> Text excerpt
◇ ◇ ◇

Th 84118

The Practical Investor

Feb. 1, 2002

Risk-free investing for the long term with inflation-indexed bonds — Part II

by Marvin Appel, PhD, and Brian Hufford, CPA, CFP

Last month, we discussed the dangers that inflation poses to any long-term investment goals. We introduced I-bonds, a U.S. government savings bond with interest rates that are guaranteed to keep pace with inflation. I-bonds also provide complete safety of principal as well as certain tax advantages.

This month, we will complete our discussion about inflation-protected investments offered by the federalgovernment by describing a second investment option-Treasury Inflation Protected Securities (TIPS). We will offer some guidelines that will allow readers to judge whether inflation-protected bonds are worth buying. Finally, we will review the pros and cons for I-bonds vs. TIPS, as well as for inflation-protected securities compared with other types of bonds.

Treasury Inflation-Protected Securities
Like I-series savings bonds, the return on TIPS arises from two components. First, there is a fixed, real rate of return determined at the time of purchase that will not change. Second, there is a variable return to balance out losses of purchasing power from inflation. (Inflation is measured by the Consumer Price Index for urban consumers, called CPI-U.) This inflation-adjustment is paid as a monthly increase in principal (or decrease, if the cost of living falls), but the real return is paid as interest once every six months. The total return is the sum of both yields. The yield quoted on TIPS is only the real part.

For example, suppose you buy an inflation-protected Treasury Note for $10,000 that yields 3 percent and that the cost of living rises by 2 percent during the next six months. Then, after six months (half a year), you would receive an interest payment of $150 (half a year's interest at 3 percent per year = 1.5 percent of principal at each payment), and your principal would rise to $10,200 (2 percent, equal to the rise in the CPI-U). Six months after that, you would receive interest of $153 (1.5 percent of $10,200); your principal would be further adjusted to reflect inflation during the next six months. Monthly principal adjustments and twice-yearly dividend payments would continue until the bond matures, at which point you would receive the original $10,000 principal multiplied by the increase in the consumer price index. The flow chart below illustrates the process.

◇ ◇ ◇

> Task goal
List every distinct dollar amount that appears in the inflation-indexed bonds article. The material that follows has no connection to the inflation-indexed bonds article.

> Entries shown

◇ ◇ ◇

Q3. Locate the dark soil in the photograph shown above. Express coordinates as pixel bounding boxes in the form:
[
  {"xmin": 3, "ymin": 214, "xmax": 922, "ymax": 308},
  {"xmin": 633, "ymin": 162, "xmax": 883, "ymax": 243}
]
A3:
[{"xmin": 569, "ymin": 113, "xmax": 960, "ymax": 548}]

◇ ◇ ◇

> Response to this task
$10,000, $150, $10,200, $153